> [EXERCISE PROMPT]:
State how many lines in the records below contain the string "window", counting only matches in the same case. Give the number alone.

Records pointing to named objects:
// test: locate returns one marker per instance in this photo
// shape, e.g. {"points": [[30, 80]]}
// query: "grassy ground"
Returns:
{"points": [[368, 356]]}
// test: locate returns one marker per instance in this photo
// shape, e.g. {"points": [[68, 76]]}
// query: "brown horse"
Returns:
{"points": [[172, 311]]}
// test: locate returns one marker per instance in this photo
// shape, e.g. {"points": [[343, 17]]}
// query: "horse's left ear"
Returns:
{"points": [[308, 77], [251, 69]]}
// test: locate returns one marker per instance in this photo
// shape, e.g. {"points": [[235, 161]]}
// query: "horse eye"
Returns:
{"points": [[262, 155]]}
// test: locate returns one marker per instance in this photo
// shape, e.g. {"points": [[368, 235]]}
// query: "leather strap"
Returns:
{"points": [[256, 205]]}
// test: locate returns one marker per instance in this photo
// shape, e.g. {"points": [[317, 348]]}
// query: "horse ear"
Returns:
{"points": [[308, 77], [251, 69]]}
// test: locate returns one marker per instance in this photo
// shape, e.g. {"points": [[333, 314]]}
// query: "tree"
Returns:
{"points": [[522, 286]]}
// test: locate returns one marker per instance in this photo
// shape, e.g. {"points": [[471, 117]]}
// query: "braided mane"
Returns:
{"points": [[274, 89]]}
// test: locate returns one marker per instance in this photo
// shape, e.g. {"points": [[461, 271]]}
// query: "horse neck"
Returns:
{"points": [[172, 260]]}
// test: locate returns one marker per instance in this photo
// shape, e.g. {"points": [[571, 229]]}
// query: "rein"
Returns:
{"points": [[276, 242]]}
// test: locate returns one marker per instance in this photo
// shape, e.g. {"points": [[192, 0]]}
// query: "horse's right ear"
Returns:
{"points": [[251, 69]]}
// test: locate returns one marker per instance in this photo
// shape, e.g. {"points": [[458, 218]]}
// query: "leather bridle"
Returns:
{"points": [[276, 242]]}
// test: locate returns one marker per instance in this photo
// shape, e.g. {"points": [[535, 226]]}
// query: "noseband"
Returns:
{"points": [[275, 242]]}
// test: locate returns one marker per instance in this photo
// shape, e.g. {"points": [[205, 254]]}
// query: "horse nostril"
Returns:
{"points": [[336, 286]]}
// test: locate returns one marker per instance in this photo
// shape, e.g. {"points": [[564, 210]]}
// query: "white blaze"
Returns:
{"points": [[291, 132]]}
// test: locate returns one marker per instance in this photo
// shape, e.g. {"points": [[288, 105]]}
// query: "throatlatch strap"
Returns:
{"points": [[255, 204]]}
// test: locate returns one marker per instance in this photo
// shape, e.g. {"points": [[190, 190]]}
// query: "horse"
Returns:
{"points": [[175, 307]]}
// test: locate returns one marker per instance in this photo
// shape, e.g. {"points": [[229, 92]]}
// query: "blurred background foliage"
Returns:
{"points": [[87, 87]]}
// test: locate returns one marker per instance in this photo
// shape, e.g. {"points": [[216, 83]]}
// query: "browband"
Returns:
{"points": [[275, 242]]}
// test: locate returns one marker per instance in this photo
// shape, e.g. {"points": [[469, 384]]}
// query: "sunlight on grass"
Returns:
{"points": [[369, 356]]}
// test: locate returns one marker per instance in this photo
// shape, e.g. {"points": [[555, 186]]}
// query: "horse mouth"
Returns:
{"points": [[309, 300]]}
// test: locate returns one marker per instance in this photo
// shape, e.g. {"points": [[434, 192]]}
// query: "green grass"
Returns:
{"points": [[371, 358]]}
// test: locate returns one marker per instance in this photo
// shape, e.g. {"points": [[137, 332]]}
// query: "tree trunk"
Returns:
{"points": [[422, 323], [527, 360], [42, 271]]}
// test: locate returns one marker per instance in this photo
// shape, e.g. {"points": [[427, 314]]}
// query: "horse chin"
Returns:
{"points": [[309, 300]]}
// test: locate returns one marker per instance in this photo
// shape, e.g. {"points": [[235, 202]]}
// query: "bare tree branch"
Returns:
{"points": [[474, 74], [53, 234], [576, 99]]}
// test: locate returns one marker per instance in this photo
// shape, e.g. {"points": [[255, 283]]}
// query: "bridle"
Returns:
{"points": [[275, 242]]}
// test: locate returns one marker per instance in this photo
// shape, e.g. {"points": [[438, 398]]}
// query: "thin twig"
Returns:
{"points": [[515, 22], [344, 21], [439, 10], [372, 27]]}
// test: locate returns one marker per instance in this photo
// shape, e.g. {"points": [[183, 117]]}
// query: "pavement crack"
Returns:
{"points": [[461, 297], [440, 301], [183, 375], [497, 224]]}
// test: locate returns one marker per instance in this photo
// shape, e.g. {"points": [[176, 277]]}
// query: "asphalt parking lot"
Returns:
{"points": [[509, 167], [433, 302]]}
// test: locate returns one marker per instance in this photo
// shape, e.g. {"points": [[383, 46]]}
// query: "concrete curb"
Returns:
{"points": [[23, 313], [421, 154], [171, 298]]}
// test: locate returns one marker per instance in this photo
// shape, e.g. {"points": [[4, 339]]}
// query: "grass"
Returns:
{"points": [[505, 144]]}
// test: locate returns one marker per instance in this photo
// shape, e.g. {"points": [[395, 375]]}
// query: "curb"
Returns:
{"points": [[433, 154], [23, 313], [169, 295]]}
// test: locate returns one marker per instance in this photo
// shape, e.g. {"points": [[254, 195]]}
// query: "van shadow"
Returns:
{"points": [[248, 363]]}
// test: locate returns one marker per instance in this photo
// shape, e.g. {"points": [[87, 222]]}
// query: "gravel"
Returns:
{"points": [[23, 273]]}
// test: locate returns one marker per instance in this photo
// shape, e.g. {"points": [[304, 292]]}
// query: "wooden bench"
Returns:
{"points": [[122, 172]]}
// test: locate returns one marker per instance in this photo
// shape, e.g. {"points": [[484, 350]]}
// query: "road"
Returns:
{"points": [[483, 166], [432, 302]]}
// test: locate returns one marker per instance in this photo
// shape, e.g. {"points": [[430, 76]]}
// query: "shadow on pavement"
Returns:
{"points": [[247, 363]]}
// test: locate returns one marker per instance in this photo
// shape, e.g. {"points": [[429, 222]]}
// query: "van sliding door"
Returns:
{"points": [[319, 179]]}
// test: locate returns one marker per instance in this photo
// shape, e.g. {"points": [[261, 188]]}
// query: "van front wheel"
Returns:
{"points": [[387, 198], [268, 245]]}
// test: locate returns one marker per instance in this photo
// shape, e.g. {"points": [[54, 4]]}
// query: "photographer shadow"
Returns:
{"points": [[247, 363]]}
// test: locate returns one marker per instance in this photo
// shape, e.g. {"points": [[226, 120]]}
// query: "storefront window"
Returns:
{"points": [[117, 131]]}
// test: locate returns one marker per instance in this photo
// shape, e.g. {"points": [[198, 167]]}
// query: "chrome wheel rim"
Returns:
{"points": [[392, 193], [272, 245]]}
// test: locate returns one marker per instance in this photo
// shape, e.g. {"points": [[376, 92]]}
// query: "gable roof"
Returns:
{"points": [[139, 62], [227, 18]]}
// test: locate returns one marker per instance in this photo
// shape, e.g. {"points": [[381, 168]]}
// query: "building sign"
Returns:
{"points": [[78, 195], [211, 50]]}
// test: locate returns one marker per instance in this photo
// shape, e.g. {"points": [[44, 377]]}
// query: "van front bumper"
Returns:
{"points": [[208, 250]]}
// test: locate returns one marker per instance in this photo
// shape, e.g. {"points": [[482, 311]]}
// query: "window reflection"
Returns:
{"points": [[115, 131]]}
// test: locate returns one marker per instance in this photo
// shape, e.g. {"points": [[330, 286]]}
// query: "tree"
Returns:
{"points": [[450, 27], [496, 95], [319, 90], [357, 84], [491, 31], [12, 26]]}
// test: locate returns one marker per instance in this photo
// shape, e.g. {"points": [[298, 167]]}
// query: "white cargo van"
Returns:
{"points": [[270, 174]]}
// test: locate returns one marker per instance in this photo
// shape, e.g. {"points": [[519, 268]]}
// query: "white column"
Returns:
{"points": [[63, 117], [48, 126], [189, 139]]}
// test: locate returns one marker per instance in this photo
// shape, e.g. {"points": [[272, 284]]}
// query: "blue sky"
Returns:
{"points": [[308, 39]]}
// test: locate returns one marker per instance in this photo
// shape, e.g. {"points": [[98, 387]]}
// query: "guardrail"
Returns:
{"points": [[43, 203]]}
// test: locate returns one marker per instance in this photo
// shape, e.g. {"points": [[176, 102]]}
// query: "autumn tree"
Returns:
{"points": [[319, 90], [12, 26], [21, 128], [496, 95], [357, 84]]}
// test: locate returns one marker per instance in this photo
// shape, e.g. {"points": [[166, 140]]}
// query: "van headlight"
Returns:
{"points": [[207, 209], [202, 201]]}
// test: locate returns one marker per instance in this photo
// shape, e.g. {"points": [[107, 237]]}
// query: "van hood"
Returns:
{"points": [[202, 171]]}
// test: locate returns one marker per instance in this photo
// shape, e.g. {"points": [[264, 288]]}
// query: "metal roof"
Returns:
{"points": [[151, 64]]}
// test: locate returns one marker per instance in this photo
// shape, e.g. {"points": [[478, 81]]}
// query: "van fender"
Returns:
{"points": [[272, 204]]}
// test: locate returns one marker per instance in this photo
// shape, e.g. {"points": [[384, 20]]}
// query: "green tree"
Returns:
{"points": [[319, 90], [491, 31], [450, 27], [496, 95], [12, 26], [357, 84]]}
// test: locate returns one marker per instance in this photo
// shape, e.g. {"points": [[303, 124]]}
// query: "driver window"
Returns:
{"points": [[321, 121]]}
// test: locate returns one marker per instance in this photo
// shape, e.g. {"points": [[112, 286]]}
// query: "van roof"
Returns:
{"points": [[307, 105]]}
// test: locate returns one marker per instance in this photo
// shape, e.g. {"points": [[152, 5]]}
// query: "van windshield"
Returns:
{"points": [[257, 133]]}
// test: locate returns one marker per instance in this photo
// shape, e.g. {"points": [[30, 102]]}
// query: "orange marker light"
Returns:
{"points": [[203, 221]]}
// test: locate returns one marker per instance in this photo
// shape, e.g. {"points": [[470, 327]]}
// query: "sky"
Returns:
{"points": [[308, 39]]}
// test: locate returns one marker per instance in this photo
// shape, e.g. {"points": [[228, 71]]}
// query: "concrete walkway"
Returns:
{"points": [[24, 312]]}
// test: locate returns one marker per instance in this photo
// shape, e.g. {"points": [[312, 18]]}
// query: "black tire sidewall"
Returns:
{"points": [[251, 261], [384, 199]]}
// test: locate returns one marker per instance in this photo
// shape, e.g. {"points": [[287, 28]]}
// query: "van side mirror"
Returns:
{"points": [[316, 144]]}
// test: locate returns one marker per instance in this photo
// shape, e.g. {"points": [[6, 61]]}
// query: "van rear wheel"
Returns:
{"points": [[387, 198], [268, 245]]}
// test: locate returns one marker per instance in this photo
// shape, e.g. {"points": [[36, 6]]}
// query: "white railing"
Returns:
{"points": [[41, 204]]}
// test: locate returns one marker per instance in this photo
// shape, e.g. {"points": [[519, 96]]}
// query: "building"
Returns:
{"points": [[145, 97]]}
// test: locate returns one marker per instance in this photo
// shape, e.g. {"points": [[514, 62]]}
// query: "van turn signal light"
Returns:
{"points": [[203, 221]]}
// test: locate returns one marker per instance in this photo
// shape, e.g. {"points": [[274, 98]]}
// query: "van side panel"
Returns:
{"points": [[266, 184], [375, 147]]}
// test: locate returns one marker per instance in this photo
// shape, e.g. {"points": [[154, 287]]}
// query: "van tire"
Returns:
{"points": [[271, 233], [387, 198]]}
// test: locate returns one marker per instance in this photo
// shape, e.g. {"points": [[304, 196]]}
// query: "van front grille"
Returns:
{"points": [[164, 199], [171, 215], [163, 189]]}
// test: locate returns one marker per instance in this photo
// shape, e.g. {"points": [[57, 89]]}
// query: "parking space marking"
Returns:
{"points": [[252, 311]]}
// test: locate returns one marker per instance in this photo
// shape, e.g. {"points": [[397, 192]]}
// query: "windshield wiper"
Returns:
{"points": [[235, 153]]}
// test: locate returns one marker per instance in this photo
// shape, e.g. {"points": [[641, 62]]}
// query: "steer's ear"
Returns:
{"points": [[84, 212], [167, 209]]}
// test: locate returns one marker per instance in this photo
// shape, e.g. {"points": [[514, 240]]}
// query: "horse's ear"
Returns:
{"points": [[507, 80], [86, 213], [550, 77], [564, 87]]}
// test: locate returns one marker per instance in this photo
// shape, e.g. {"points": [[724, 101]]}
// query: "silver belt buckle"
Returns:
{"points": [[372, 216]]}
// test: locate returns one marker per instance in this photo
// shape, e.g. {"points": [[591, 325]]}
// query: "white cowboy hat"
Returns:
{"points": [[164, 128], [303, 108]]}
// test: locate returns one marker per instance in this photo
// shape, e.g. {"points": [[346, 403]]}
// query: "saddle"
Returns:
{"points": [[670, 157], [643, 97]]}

> [RESULT]:
3